** start of Material provided **

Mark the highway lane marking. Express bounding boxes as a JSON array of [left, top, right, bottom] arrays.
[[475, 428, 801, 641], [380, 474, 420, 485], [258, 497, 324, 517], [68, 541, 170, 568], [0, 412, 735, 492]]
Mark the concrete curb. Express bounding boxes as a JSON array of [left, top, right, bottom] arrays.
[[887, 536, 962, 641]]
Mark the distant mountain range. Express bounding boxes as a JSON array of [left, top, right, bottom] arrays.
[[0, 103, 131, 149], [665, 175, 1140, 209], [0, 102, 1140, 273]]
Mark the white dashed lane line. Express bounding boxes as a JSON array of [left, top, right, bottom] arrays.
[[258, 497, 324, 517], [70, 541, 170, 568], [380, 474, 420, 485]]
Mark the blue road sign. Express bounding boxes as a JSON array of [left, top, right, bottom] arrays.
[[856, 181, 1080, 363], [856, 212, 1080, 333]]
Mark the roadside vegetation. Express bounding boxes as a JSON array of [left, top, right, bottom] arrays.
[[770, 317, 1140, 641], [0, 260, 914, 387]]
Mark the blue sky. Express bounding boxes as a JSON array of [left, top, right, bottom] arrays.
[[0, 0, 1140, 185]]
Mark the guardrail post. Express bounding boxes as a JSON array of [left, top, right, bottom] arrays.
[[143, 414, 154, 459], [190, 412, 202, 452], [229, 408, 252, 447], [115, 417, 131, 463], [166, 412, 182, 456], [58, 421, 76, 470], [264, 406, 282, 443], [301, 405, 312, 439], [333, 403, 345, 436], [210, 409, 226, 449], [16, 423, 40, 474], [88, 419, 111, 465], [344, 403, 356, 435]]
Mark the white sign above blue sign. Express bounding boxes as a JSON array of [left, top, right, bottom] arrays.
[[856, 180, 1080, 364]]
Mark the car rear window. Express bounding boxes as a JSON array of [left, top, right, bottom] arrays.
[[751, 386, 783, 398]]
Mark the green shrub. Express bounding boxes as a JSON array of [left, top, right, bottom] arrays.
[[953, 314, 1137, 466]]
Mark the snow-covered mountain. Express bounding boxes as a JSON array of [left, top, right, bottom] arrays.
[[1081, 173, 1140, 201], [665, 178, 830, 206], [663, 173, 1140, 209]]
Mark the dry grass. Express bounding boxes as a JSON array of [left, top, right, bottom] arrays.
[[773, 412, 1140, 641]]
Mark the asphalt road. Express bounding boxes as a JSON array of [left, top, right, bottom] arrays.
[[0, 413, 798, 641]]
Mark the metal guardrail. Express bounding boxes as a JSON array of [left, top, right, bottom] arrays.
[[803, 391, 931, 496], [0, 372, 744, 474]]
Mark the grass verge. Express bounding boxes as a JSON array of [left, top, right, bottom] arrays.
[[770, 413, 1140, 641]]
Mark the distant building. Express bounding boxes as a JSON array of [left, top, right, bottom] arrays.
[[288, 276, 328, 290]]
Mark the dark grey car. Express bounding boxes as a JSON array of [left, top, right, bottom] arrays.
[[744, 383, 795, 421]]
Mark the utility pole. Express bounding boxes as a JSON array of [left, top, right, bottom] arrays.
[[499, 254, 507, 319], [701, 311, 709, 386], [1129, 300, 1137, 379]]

** end of Material provided **

Exercise details.
Could you repeat everything from the start of the records down to the line containing "[[856, 180, 1080, 364]]", word for word?

Answer in full.
Mark the highway lane marking. Express bounding boxes as a JSON array of [left, top, right, bottom] arrays.
[[475, 428, 801, 641], [380, 474, 420, 485], [258, 497, 324, 517], [68, 541, 170, 568], [0, 412, 735, 492]]
Mark the concrete curb. Express bounding boxes as a JSON array of [left, top, right, bottom] arrays.
[[887, 536, 962, 641]]
Mark the distant mountain range. Express bounding boxes as a JSON array of [left, top, right, bottom] arrays.
[[0, 103, 131, 149], [665, 175, 1140, 209], [0, 102, 1140, 273]]
Mark the white dashed lane line. Express bounding boxes as a JSON array of [left, top, right, bottom] arrays.
[[258, 497, 324, 517], [70, 541, 170, 568], [380, 474, 420, 485]]
Mark the blue road sign. Express bounding boxes as a JSON array of [left, top, right, bottom] arrays.
[[856, 181, 1080, 363], [856, 212, 1080, 333]]
Mark the roadside vegetation. Express bounding boxes as a JSON array of [left, top, right, bottom] arrays.
[[770, 317, 1140, 641], [0, 260, 914, 387]]
Mark the blue sky. Express bounding boxes as a JSON array of [left, top, right, bottom] arrays.
[[0, 0, 1140, 185]]
Mark the guardrail post. Express bounding boxes as a JSON array of [left, top, right, bottom] arrays.
[[143, 414, 154, 459], [190, 412, 202, 452], [229, 408, 252, 447], [115, 417, 131, 463], [166, 412, 182, 456], [58, 421, 76, 470], [264, 406, 282, 443], [301, 405, 312, 439], [333, 403, 345, 436], [210, 409, 226, 449], [16, 423, 40, 474], [88, 419, 111, 465], [344, 403, 356, 435]]
Mark the white sign above blue sign. Express bounding boxes as a JSON array of [left, top, right, bottom] arrays.
[[856, 180, 1080, 364]]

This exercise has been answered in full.